◆ STATED EXERCISE
Scale every box coordinate in the answers by 1.55, rounding to whole numbers with halves rounded up, and write out everything from the line containing "Can you spot any overcast" down to the last line below, requests included. Keep the requests unchanged.

--- begin WORKING DATA ---

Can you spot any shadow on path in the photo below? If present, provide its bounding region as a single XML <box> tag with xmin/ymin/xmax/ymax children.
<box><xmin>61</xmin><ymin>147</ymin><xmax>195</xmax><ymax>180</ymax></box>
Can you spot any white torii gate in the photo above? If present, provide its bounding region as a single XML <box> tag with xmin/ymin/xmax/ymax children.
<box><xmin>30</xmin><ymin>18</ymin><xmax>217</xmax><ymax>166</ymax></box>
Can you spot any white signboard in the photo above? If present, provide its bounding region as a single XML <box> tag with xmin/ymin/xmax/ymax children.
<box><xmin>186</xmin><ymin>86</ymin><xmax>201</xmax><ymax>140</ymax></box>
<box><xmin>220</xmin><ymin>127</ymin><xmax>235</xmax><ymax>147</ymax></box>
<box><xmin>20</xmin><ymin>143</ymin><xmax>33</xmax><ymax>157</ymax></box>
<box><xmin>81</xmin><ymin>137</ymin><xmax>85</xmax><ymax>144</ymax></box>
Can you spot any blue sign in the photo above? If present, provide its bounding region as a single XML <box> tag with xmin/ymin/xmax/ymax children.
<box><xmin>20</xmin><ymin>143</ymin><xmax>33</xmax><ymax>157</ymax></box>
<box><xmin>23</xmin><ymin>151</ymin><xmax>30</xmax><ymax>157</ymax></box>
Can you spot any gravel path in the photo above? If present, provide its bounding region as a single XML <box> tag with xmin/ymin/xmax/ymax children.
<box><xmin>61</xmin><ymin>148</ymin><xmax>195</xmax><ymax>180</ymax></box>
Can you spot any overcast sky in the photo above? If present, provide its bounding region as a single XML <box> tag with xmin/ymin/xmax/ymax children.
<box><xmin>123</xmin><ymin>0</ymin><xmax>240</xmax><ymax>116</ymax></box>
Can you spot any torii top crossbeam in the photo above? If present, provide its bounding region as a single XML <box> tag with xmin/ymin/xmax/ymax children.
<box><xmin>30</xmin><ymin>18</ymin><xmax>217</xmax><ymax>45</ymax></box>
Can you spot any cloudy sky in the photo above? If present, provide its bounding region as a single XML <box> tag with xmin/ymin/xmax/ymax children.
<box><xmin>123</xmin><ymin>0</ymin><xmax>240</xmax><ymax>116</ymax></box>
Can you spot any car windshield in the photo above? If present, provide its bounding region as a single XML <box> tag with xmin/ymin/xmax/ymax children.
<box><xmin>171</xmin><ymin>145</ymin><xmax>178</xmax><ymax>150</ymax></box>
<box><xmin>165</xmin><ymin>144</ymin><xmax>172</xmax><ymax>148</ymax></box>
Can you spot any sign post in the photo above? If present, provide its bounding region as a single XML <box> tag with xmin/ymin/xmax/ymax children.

--- end WORKING DATA ---

◆ EXERCISE RESULT
Can you spot any overcast sky in the photo above? If present, provide its bounding region as a single XML <box> tag with xmin/ymin/xmax/ymax children.
<box><xmin>191</xmin><ymin>0</ymin><xmax>372</xmax><ymax>180</ymax></box>
Can you spot any torii top crossbeam in the photo above? If present, provide its bounding region as a single XML <box> tag with xmin/ymin/xmax/ymax children.
<box><xmin>47</xmin><ymin>28</ymin><xmax>336</xmax><ymax>70</ymax></box>
Can you spot any cloudy sky in the photo above? If present, provide its bounding region as a single XML <box> tag with xmin/ymin/xmax/ymax children.
<box><xmin>191</xmin><ymin>0</ymin><xmax>372</xmax><ymax>180</ymax></box>
Can you spot any car windshield in the photo above? If present, provide its bounding region as a single XML <box> tag with xmin/ymin/xmax/ymax children.
<box><xmin>265</xmin><ymin>225</ymin><xmax>276</xmax><ymax>233</ymax></box>
<box><xmin>256</xmin><ymin>223</ymin><xmax>267</xmax><ymax>229</ymax></box>
Can you spot any sign post in the photo above? If present, provide its bounding region as a single XML <box> tag with xmin/ymin/xmax/ymax children.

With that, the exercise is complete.